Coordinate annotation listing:
* * * * *

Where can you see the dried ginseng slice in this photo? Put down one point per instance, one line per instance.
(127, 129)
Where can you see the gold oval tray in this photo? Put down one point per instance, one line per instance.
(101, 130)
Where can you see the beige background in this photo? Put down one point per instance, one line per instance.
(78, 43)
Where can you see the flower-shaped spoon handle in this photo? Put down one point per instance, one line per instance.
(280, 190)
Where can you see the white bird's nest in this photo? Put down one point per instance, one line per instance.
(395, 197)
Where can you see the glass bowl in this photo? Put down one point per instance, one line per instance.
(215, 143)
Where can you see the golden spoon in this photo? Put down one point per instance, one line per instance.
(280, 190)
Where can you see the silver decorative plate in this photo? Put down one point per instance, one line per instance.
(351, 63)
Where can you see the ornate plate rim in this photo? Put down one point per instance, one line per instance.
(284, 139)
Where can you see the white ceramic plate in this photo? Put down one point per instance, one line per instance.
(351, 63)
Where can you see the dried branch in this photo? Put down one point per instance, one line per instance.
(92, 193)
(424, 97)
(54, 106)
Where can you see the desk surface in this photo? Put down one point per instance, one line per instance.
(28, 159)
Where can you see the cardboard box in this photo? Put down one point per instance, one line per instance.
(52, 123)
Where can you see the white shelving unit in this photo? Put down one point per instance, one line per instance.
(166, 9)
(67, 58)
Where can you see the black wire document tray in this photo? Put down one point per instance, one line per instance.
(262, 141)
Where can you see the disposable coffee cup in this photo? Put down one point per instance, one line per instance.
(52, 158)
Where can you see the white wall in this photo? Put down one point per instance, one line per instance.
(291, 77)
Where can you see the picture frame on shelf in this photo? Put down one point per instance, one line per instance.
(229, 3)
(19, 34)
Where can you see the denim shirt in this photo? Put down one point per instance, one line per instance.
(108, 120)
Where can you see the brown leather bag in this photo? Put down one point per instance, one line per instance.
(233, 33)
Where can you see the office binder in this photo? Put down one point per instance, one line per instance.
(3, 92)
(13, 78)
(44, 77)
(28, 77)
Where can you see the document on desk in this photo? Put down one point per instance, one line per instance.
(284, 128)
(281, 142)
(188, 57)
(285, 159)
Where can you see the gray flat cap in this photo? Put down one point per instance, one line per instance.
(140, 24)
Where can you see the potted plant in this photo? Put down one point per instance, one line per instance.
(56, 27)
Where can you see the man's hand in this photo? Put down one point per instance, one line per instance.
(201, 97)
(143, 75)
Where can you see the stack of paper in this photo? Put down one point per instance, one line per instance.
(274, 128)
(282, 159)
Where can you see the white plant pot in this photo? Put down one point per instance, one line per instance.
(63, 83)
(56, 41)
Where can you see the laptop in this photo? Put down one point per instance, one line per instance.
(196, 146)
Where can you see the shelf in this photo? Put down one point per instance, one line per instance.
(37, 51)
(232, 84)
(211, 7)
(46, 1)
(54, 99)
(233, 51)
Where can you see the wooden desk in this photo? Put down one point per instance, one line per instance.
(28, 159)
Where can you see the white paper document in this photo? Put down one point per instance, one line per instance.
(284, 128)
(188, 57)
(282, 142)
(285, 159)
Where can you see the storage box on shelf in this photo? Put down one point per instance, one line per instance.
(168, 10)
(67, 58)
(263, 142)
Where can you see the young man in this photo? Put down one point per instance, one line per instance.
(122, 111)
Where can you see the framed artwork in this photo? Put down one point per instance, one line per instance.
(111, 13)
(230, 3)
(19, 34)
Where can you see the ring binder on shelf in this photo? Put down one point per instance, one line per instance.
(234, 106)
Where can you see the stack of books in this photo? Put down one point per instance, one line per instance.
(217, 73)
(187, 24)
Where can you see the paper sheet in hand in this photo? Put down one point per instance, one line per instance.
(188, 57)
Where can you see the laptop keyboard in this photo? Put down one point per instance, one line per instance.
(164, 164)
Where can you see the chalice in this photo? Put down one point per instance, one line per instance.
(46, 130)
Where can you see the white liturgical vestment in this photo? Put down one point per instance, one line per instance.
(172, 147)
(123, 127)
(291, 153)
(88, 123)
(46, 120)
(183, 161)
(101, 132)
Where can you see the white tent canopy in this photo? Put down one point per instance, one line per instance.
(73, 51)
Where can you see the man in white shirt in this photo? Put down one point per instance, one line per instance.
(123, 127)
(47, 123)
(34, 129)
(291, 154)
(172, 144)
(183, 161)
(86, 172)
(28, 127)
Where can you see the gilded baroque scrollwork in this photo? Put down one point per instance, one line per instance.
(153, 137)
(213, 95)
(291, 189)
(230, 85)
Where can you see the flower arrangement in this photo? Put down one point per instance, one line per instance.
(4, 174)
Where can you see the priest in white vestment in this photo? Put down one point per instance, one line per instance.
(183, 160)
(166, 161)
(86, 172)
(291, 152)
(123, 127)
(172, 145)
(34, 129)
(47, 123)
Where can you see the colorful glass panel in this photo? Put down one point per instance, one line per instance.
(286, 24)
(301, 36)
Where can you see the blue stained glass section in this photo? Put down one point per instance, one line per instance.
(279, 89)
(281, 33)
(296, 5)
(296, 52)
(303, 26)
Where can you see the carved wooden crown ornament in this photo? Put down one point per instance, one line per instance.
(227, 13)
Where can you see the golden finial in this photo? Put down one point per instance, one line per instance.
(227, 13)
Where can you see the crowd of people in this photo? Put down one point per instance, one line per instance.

* * * * *

Reproduce every line of the listing above, from beginning to end, without altering anything.

## Correct response
Where can you see the dried ginseng slice in this photo? Put down one point per instance, one line per instance.
(127, 129)
Where can you see the gold oval tray in this photo? Put down one point per instance, one line per instance.
(101, 130)
Where can you see the beige background in this photo? Put down one point per instance, one line per instance.
(78, 43)
Where can you see the flower-shaped spoon handle in this photo? Put down one point per instance, one line per instance.
(280, 190)
Where can you see the white bird's nest in this photo? Put down one point per instance, one line per instance.
(395, 197)
Where can you see the glass bowl in this photo? Put down one point per instance, one line per instance.
(215, 143)
Where can you see the golden spoon in this photo? Put down one point per instance, one line per instance.
(280, 190)
Where can you see the silver decorative plate in this photo? Put down one point per instance, one line per instance.
(351, 63)
Where can you see the ornate plate rim in this photo? Put down one point per instance, one line per instance.
(284, 139)
Where can you see the white ceramic plate in this photo? Put down one point per instance, one line per instance.
(351, 63)
Where can you see the dried branch in this photo? Put down one point per instance, one line per instance.
(92, 193)
(424, 97)
(54, 106)
Where can you see the desk surface in this photo? Put down one point per instance, one line per instance.
(28, 159)
Where can you see the cardboard box in this photo? Put down one point per instance, one line per instance.
(52, 123)
Where can you see the white shelving unit in this photo? Put down one point per instance, one line per instance.
(166, 9)
(67, 58)
Where can you see the black wire document tray in this photo? Put down one point per instance, one line per instance.
(262, 141)
Where can you see the disposable coffee cup in this photo? Put down one point per instance, one line per instance.
(52, 158)
Where can you see the white wall in this photo? Put down one point per instance, one line per instance.
(291, 77)
Where can you see the picture frame on shelf in this photo? Put down one point per instance, one line per instance.
(229, 3)
(19, 34)
Where can you see the denim shirt in this photo? Put down one point per instance, one line per instance.
(108, 120)
Where can you see the brown leather bag in this photo? Put down one point per instance, one line per instance.
(233, 33)
Where can you see the office binder in this photo? Put down one point per instance, one line per instance.
(3, 92)
(13, 78)
(44, 77)
(28, 77)
Where can you see the document on desk in this photo? Put down one point per instance, one line per instance.
(284, 128)
(281, 142)
(188, 57)
(285, 159)
Where can you see the gray flat cap in this photo? Put down one point per instance, one line per instance.
(140, 24)
Where can you see the potted plant in this photo? Put down one point per instance, one line per instance.
(56, 27)
Where can you see the man's hand in this photo? Put down one point per instance, one line per instance.
(201, 97)
(143, 75)
Where can you see the stack of paper in this photo? Put down one point per instance, one line per instance.
(274, 128)
(282, 159)
Where can you see the white plant pot in this photo? Put down one point per instance, one line per instance.
(63, 83)
(56, 41)
Where can you see the laptop in this photo? Put down one point per instance, one line per instance.
(196, 146)
Where can you see the shelf in this photo? Put down one point per instance, one line per instance.
(37, 51)
(232, 84)
(211, 7)
(46, 1)
(54, 99)
(233, 51)
Where can you see the wooden desk in this photo? Put down one point per instance, one line per instance.
(28, 159)
Where can you see the white paper document in this photo? Put down one point per instance, one line per instance.
(284, 128)
(188, 57)
(282, 142)
(285, 159)
Where can you see the storage box on shelf in this photo? Put down one point per instance, one line per instance.
(168, 10)
(67, 58)
(263, 142)
Where can you see the young man in this photo? Put down one point per instance, one line per instance.
(122, 111)
Where can you see the framed artwork in this photo? Put down one point per instance, one line per instance.
(111, 13)
(230, 3)
(19, 34)
Where can you see the ring binder on shelf in this photo? Put down one point per instance, one line per instance.
(234, 106)
Where can you see the stack of books in this photo? Put down one point per instance, one line per instance.
(217, 73)
(187, 24)
Where can you see the paper sheet in hand in this photo? Put down one point per instance, one line per instance.
(188, 57)
Where can you see the laptop keyboard in this photo? Put down one point per instance, one line per instance.
(164, 164)
Where can you see the chalice in this photo? Put down one point per instance, one line per instance.
(46, 130)
Where can you see the white liturgical vestment in this photo? Put down one point per instance, one line per instance.
(172, 147)
(123, 127)
(291, 153)
(88, 123)
(46, 120)
(183, 161)
(101, 132)
Where can you see the white tent canopy in this photo? Put down one point per instance, one line per instance.
(73, 51)
Where can you see the man in white shirt in this photo? Put down one point per instance, one line per instance.
(123, 127)
(47, 123)
(34, 129)
(291, 154)
(172, 144)
(183, 161)
(86, 172)
(28, 127)
Where can you see the gilded baroque scrollwork in this photo? Put down one point per instance, one line per instance.
(153, 137)
(213, 95)
(291, 189)
(230, 85)
Where can you see the flower arrangement in this photo? Put down one point per instance, one line per instance.
(4, 174)
Where can you see the priest in white vestment in this photo? Put down one point per instance, one line per instance.
(183, 160)
(166, 161)
(86, 172)
(291, 152)
(123, 127)
(172, 145)
(34, 129)
(47, 123)
Where can you see the colorful glass panel in this photo? Put down one point per instance, one line per instance.
(286, 24)
(301, 36)
Where can you see the blue stained glass section in this photo? Put down one point per instance, one line per instance.
(279, 89)
(281, 33)
(296, 5)
(296, 52)
(303, 26)
Where can you see the carved wooden crown ornament in this photo? Put down one point per instance, one line per instance.
(227, 13)
Where can you see the golden finial in this photo? Put down one point per instance, one line per instance.
(227, 13)
Where can you see the crowd of people in this photo? Put down one point per instance, one line per instance.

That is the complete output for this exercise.